----- TEXTE AFFICHÉ
Facebook roiLe débat fait rage entre les spécialistes du Web 2.0 sur la véritable nature de cette bête. Pour les uns, comme Marina Gorbis, le Web 2.0 s’apparente à une sorte de féodalité numérique. Des sites comme Facebook et Tumblr concèdent des terres à des fournisseurs de contenus. De la sorte, ils peuvent profiter en toute impunité du travail de ces serfs et revendiquer le droit d’utiliser leur création : « nous sommes à la fois roturiers héroïques soutenant les révolutions au Moyen-Orient et “serfs modernes” peinant sur les fiefs numériques de Mark Zuchenberg ou de quelque autre baron. » (Astra Taylor, Démocratie.com Pouvoir, culture et résistance à l’ère des géants de Silicon Valley, Montréal, Lux éditeur, 2014, p. 27)
Marina Gorbi, poursuivant son raisonnement, décrit bien le comportement des nouveaux serfs du numérique : « telle une légion de paysans numérique, nous nous démenons pour trouver de quoi subsister dans les seigneuries numériques, heureux de recevoir quelques sous du trésor publicitaire de temps à autre. Mais nous nous en sortons essentiellement, parfois avec bonheur, grâce aux récompenses sociales que sont le plaisir, les relations et la bonne réputation en ligne. » (Astra Taylor, Démocratie.com, p. 27)
----------
----- DONNÉES ENREGISTRÉES
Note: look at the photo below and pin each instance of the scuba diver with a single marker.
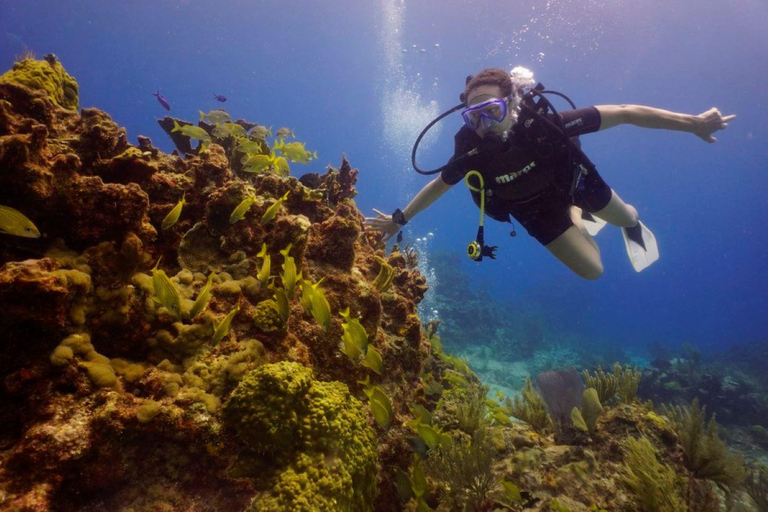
(522, 158)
----------
OBJECTIF:
Répondez aux questions suivantes à partir du texte sur le Web 2.0.
(a) Selon le premier paragraphe, à quoi le Web 2.0 s'apparente-t-il pour certains spécialistes ?
(b) Quels sites le premier paragraphe cite-t-il comme concédant des terres à des fournisseurs de contenus ?
(c) D'après la citation du second paragraphe, quelles sont les récompenses sociales qui permettent aux paysans numériques de s'en sortir ?

RÉSULTAT DE L'EXERCICE:
(a) Il s'apparente à une sorte de féodalité numérique.
(b) Facebook et Tumblr.
(c) Le plaisir, les relations et la bonne réputation en ligne.